TASK GOAL: Return all lines in the data where the string "water" can be found.

EXTRACTED INFORMATION:
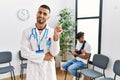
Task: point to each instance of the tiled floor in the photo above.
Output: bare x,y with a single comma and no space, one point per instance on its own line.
60,76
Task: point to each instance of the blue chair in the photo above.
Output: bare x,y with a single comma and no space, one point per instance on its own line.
116,70
84,67
100,61
6,57
23,65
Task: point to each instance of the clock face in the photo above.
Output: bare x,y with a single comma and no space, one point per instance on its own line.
23,14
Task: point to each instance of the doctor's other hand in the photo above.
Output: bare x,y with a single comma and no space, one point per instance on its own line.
74,53
57,31
48,56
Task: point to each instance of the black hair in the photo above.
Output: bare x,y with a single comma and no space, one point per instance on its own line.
46,7
79,35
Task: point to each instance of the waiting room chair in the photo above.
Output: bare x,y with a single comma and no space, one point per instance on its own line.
116,70
23,65
6,57
100,61
86,66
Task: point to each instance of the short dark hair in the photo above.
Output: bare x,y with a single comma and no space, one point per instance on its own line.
46,7
79,35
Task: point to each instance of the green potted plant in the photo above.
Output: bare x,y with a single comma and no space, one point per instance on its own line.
67,38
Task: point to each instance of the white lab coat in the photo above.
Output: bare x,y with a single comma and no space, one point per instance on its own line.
37,67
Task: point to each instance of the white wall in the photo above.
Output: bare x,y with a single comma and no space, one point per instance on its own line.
111,32
11,27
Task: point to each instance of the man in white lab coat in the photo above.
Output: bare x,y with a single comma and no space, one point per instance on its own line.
40,44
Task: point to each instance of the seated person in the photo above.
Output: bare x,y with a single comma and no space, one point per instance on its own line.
81,54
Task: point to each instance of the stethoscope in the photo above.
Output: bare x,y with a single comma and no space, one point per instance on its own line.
35,36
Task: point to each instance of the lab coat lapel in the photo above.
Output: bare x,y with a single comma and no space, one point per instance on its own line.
40,35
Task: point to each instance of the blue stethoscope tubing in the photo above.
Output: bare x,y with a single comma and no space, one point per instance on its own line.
34,34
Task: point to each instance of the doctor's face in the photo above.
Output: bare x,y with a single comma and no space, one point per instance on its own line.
43,15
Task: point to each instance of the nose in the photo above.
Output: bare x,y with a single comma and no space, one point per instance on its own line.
41,15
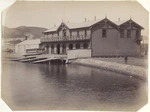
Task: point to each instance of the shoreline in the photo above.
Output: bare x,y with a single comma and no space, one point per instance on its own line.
130,70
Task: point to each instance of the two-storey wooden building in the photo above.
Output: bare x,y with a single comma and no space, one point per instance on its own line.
102,37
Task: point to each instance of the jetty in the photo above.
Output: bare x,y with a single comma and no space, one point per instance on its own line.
43,58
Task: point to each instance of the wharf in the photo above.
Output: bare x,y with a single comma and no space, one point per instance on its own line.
42,58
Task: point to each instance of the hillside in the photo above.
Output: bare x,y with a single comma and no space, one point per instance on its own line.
18,34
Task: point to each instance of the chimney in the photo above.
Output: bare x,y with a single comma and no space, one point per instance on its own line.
95,18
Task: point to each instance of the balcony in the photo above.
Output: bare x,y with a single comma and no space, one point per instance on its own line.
65,39
138,40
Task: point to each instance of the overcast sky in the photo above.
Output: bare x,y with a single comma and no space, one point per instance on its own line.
47,14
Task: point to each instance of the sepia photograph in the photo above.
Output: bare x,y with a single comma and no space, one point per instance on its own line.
74,56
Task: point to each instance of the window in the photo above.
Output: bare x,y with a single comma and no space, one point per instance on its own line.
77,46
104,33
70,46
77,33
52,49
85,33
122,33
64,49
85,45
128,33
137,34
64,32
70,33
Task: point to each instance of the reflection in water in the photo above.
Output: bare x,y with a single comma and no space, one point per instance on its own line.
40,86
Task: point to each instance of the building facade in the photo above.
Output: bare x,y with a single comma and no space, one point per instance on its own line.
102,37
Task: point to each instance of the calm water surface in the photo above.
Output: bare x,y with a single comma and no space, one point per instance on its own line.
69,87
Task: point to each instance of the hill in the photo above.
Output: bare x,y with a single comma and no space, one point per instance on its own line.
18,34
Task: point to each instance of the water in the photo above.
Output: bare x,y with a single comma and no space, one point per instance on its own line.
69,87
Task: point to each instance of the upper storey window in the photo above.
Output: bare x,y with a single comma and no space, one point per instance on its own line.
104,33
128,33
64,32
122,33
85,32
137,34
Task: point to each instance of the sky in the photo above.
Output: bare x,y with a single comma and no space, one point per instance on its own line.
47,14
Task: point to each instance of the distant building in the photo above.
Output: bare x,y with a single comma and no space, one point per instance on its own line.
101,37
25,45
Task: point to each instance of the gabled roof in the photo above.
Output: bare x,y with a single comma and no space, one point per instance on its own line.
82,24
119,22
132,22
89,24
28,42
51,29
74,25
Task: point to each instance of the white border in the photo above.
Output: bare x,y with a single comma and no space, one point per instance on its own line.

EXERCISE SOLUTION:
Task: point to each instance of the reflection in water in the photo above.
Task: point to each instance of the calm water surface in the photo above.
Task: point to each instance of the water in the photo above.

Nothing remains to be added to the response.